• _TEXTE FOURNI_:
Sécurité

Mali : Soumaïla Cissé et Sophie Pétronin libérés

| Par Jeune Afrique
Mis à jour le 09 octobre 2020 à 16h15
Soumaïla Cissé lors de la campagne présidentielle de 2018.

Soumaïla Cissé lors de la campagne présidentielle de 2018. © REUTERS/Luc Gnago

Soumaïla Cissé, le chef de l’opposition malienne enlevé en mars dernier, et Sophie Pétronin, l’humanitaire française kidnappée en 2016, ont été libérés par le Groupe de soutien à l’islam et aux musulmans (GSIM) après un échange de prisonniers avec Bamako.

Soumaïla Cissé a été libéré, a annoncé la présidence malienne ce jeudi 8 octobre. Il est en train d’être acheminé vers Bamako. La Française Sophie Pétronin a elle aussi été libérée et est en train d’être transférée vers la capitale malienne.

Deux ex-otages de nationalité italienne ont également été libérés, ont précisé les services du Premier ministre Moctar Ouane dans un communiqué. Il s’agit de Nicola Chiacchio et du père Pier Luigi Maccali, qui avaient été enlevés en 2018 au Niger.

Le chef de file de l’opposition malienne avait été enlevé le 25 mars dernier alors qu’il faisait campagne pour les élections législatives dans son fief de Niafunké, dans la région de Tombouctou. Son garde du corps avait été tué lors de cette attaque. Les autres membres de son équipe avaient été relâchés quelques jours après leur kidnapping, mais les ravisseurs avaient posé des conditions à la remise en liberté de Soumaïla Cissé, 70 ans.

Soumaïla Cissé avait été enlevé par des proches du chef jihadiste Amadou Koufa, mais a par la suite été déplacé vers le nord du pays, où il a été retenu en otage par des hommes d’Iyad Ag Ghali, le chef du Groupe de soutien à l’islam et aux musulmans (GSIM). Ce qui a compliqué les négociations qui avaient été entamées par les autorités maliennes.

Bamako négociait en parallèle la libération de Sophie Pétronin, humanitaire française âgée de 75 ans, enlevée en décembre 2016 à Gao.

Importantes contreparties

Le GSIM a obtenu d’importantes contreparties en échange de la libération de Soumaïla Cissé et de Sophie Pétronin. Selon des sources sécuritaires, près de 200 personnes arrêtées pour terrorisme ont été libérées depuis le week-end dernier. D’autres sources évoquent également le paiement d’une rançon, sans indiquer la provenance des fonds ni en préciser le montant.

Les autorités de la transition ne se sont pas encore exprimées sur les conditions de ces libérations et les contreparties faites aux jihadistes.

• _DONNÉES EXTRAITES_:
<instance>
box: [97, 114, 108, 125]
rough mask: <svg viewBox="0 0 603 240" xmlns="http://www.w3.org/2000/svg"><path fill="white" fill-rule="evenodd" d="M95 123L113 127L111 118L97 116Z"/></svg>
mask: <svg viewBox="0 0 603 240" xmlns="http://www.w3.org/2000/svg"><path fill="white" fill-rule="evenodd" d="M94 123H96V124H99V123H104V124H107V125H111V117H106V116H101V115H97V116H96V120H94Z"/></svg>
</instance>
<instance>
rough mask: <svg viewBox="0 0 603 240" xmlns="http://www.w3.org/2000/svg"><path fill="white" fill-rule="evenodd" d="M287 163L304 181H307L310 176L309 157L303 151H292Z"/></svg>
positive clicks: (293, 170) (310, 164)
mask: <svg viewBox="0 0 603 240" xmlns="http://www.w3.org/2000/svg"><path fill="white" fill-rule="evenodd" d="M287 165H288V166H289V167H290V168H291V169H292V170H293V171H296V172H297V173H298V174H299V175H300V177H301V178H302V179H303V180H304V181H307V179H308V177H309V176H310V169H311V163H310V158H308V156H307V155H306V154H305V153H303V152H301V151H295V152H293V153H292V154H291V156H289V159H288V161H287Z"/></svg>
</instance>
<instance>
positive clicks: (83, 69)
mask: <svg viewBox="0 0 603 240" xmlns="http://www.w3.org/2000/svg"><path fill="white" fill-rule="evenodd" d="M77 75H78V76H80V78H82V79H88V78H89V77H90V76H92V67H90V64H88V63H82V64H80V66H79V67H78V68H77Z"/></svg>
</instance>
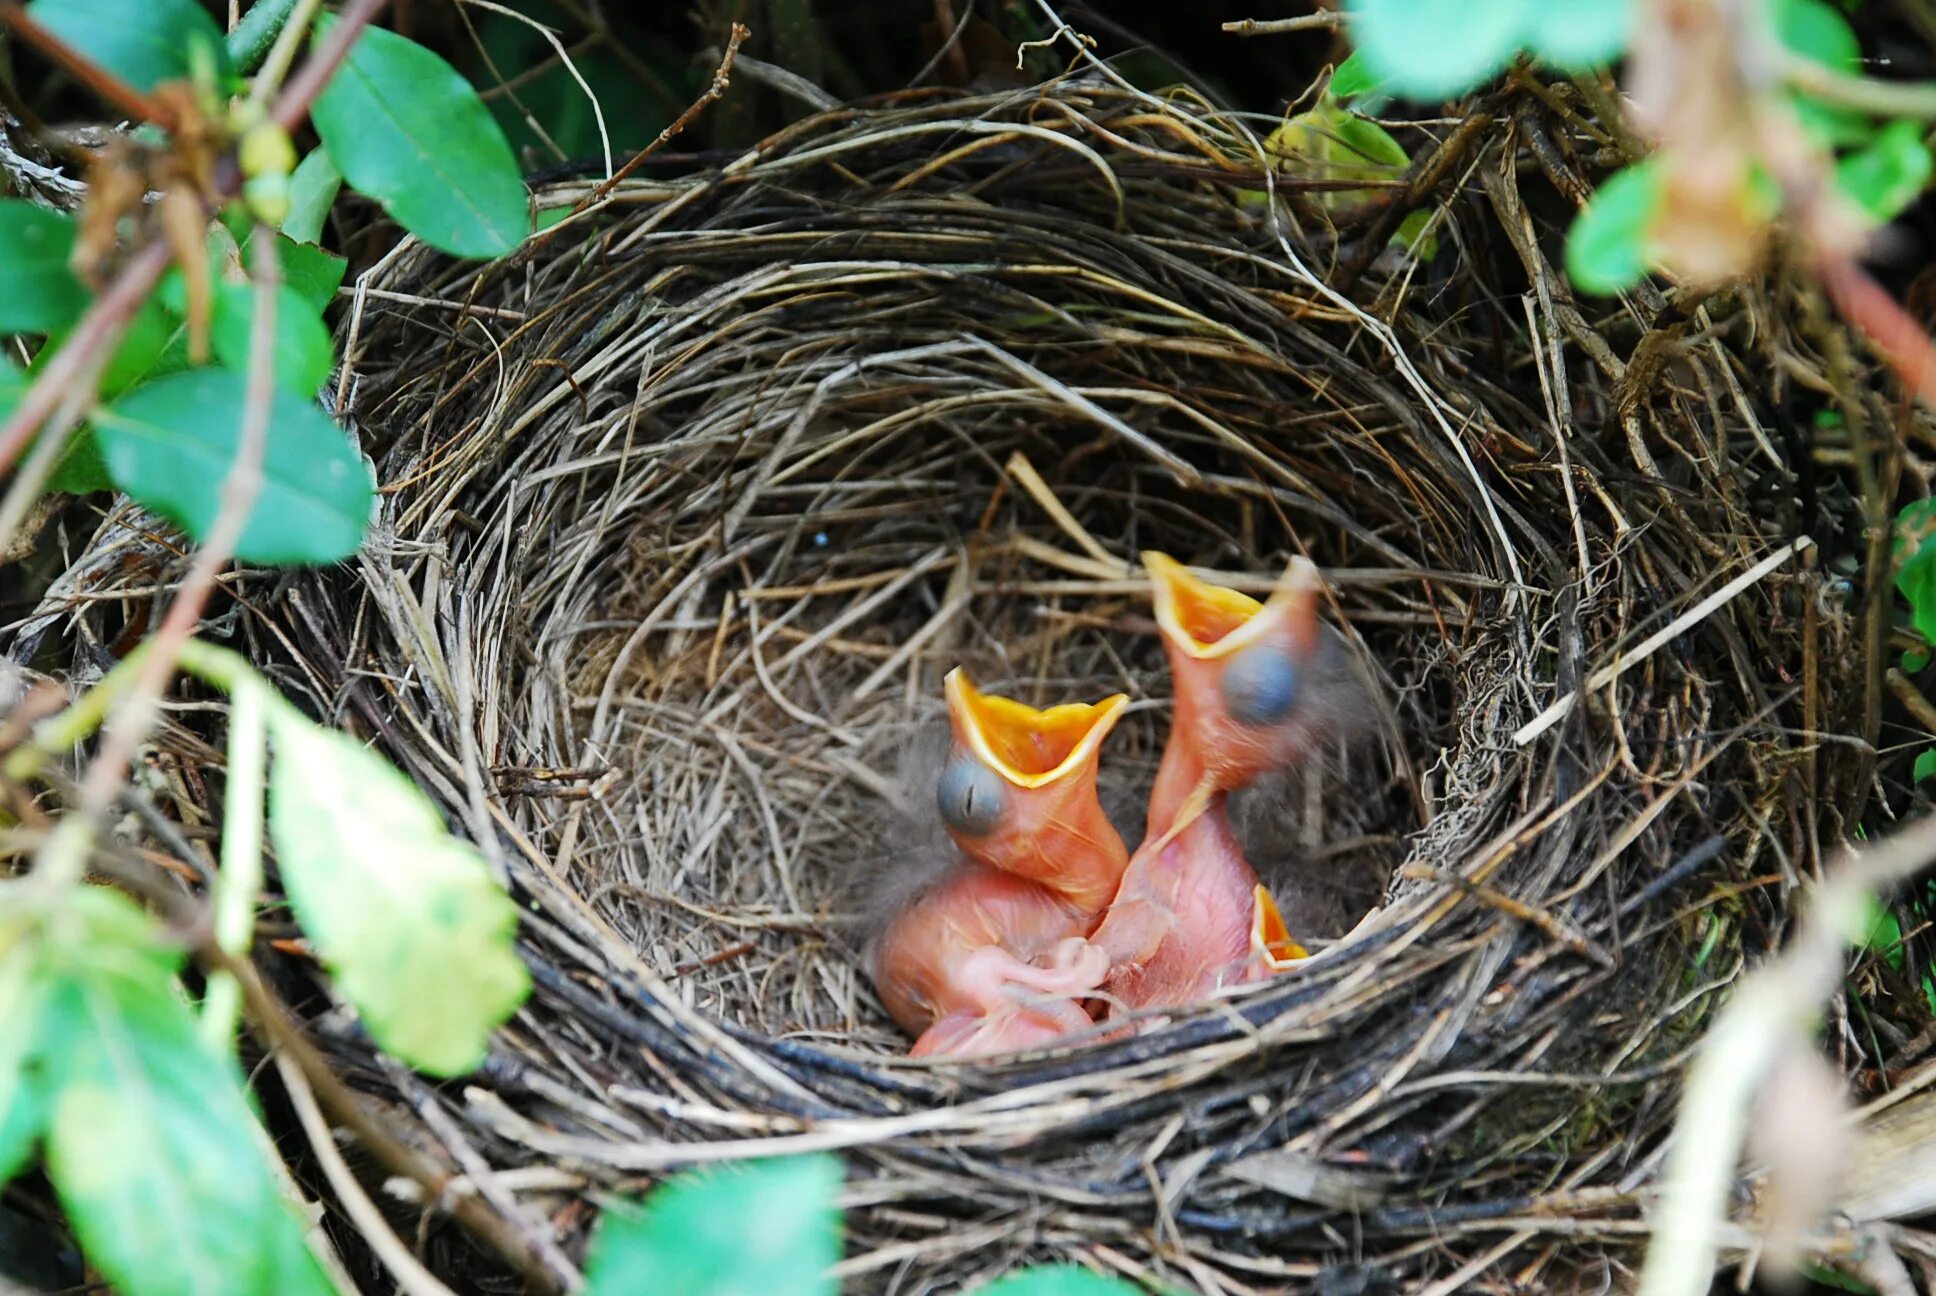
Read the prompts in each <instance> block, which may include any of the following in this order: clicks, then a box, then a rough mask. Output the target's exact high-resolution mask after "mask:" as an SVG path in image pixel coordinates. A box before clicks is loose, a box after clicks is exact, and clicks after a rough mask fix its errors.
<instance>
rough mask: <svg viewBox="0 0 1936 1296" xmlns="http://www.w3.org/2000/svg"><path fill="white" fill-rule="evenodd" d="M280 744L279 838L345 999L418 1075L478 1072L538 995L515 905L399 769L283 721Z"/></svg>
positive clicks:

• _CONSIGNES_:
(A) D'après le texte sur la libération de Soumaïla Cissé et Sophie Pétronin, dans quelle ville Sophie Pétronin avait-elle été enlevée en décembre 2016 ?
(B) Poursuivez le texte sur la libération de Soumaïla Cissé et Sophie Pétronin après sa dernière phrase.

• _RÉSULTATS PAR CONSIGNE_:
(A) À Gao.

(B)
Elles ont été obtenues « grâce aux efforts conjugués des services de renseignement, des forces armées et de sécurité, des partenaires du Mali et de la cellule de crise », a précisé la primature malienne. « Les autorités de la transition expriment leurs vifs remerciements à tous les acteurs nationaux et étrangers qui, de près ou de loin, ont contribué à ce dénouement heureux ».

Le président français Emmanuel Macron a pour sa part exprimé « son immense soulagement » à l’annonce de la libération de Sophie Pétronin (75 ans), se disant « heureux de la savoir libre ». Il « salue également la libération à cette même occasion de Soumaïla Cissé ».

Le chef de l’État français « remercie tout particulièrement les autorités maliennes pour cette libération » et « les assure de l’entière volonté de la France de soutenir le Mali dans la lutte qu’il mène avec persévérance contre le terrorisme au Sahel ».

L’enlèvement de Soumaïla Cissé avait suscité émotion et consternation au Mali et au-delà. Ibrahim Boubacar Keïta (IBK), alors président, avait mis en place un comité chargé de sa libération, dirigé par l’ancien Premier ministre Ousmane Issoufi Maïga.

Peu d’informations avaient filtré, mais ce comité avait désigné un émissaire et était resté actif après la démission d’IBK, le 18 août dernier, et l’arrivée des militaires au pouvoir. Mi-août, le Comité international de la Croix-Rouge (CICR) a fait parvenir une lettre de Soumaïla Cissé à sa famille, qui a longtemps réclamé des preuves de vie.

La cellule de crise mise en place par l’Union pour la république et la démocratie (URD), le parti de Soumaïla Cissé, a également été très active. Elle a mené des campagnes de sensibilisation et fait du lobbying à l’international, notamment en France, afin d’attirer l’attention sur sa situation. Début septembre, des rumeurs persistantes faisaient déjà état d’une libération imminente.